**Exercise:**
Copy the records below exactly as they appear.

**Listing:**
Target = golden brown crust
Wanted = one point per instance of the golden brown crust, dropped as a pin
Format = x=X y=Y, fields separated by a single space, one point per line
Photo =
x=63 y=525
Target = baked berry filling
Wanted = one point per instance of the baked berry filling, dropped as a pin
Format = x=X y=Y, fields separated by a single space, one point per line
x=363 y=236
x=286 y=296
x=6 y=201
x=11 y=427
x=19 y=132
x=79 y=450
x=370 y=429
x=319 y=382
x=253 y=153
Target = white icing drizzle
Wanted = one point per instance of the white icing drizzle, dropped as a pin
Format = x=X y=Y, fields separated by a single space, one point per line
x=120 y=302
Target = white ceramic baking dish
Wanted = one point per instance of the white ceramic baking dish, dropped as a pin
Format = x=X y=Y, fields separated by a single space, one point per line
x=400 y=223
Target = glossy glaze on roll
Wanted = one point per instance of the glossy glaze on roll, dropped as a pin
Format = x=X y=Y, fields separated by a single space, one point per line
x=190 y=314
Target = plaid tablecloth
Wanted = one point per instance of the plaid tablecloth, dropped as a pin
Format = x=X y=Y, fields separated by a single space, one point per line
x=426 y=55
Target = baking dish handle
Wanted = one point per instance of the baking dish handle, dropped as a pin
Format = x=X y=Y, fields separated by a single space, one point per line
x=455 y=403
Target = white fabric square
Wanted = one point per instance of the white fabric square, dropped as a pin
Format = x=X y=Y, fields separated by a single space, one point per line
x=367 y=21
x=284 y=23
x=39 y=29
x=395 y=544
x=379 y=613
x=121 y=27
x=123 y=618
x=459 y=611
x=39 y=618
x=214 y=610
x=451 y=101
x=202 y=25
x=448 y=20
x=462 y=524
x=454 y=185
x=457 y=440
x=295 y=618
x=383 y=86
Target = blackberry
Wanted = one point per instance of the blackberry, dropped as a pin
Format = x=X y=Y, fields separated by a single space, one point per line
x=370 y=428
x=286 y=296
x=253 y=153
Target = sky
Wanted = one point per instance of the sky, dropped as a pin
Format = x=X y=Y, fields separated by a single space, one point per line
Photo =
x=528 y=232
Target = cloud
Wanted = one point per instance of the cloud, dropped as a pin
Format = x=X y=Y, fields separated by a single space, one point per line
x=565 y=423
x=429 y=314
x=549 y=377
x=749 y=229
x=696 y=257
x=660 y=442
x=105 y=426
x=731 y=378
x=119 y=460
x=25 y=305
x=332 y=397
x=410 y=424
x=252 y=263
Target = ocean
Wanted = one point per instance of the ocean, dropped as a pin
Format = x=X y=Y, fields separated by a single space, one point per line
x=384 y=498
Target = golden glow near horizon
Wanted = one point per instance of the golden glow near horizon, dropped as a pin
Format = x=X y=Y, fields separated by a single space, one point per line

**Response to this task:**
Target = golden brown crust
Wanted = one point per instance of the golden brown crust, dropped as a pin
Format = x=X y=Y, fields separated by a single space, one point per line
Photo =
x=63 y=525
Target = baked berry filling
Wanted = one point per instance of the baked berry filling, dropped as a pin
Format = x=X y=Y, fields separated by a single space, one point per line
x=363 y=236
x=286 y=296
x=6 y=201
x=11 y=427
x=19 y=132
x=79 y=450
x=370 y=429
x=319 y=382
x=253 y=153
Target = white icing drizzle
Wanted = one point per instance of the white icing drizzle, dropped as a pin
Format = x=X y=Y, fields separated by a single space, one point per line
x=120 y=302
Target = white ceramic baking dish
Wanted = one point per instance of the white ceramic baking dish, dropped as a pin
Format = x=X y=Y, fields separated by a single space, one point per line
x=400 y=223
Target = glossy glaze on roll
Wanted = one point per instance of the glossy glaze on roll, dropped as a pin
Format = x=X y=Y, fields separated by a single space, one point per line
x=190 y=314
Target = plaid tablecloth
Wanted = one point per instance of the plaid tablecloth, dropped as a pin
Format = x=X y=Y, fields separated by a single space, one point per line
x=426 y=55
Target = baking dish handle
Wanted = one point per instance of the baking dish handle, dropped as a pin
Format = x=X y=Y, fields separated by a single space, one point per line
x=455 y=403
Target = white fabric square
Wanted = one point per instance of the white fabric square, dropped as a pin
Format = x=X y=Y, fields separated by a single space, one point per line
x=367 y=21
x=284 y=23
x=39 y=29
x=395 y=544
x=379 y=613
x=121 y=27
x=123 y=618
x=459 y=611
x=39 y=618
x=214 y=610
x=451 y=101
x=202 y=25
x=448 y=20
x=462 y=524
x=454 y=185
x=457 y=440
x=295 y=618
x=383 y=86
Target = blackberry
Wanted = one point per instance of the blackberry, dropped as a pin
Format = x=X y=Y, fields separated by a single space, one point per line
x=370 y=428
x=286 y=296
x=253 y=153
Target = sky
Wanted = one point per instance of the sky, dropped as a pin
Format = x=X y=Y, fields separated by a single space, one point per line
Photo =
x=528 y=232
Target = cloud
Wanted = one point per instance of the cloud, dropped as a pin
Format = x=X y=Y, fields separated by a single space, one point per line
x=565 y=423
x=429 y=314
x=549 y=377
x=749 y=229
x=696 y=257
x=660 y=442
x=105 y=426
x=731 y=378
x=119 y=460
x=25 y=305
x=332 y=397
x=410 y=424
x=252 y=263
Target = ocean
Wanted = one point per instance of the ocean, dropped as a pin
Format = x=X y=Y, fields separated by a single space, one point per line
x=384 y=498
Target = golden glow near horizon
Wanted = one point per instance of the golden glow near horizon, dropped as a pin
Format = x=X y=Y, fields separated by a single space, one point per line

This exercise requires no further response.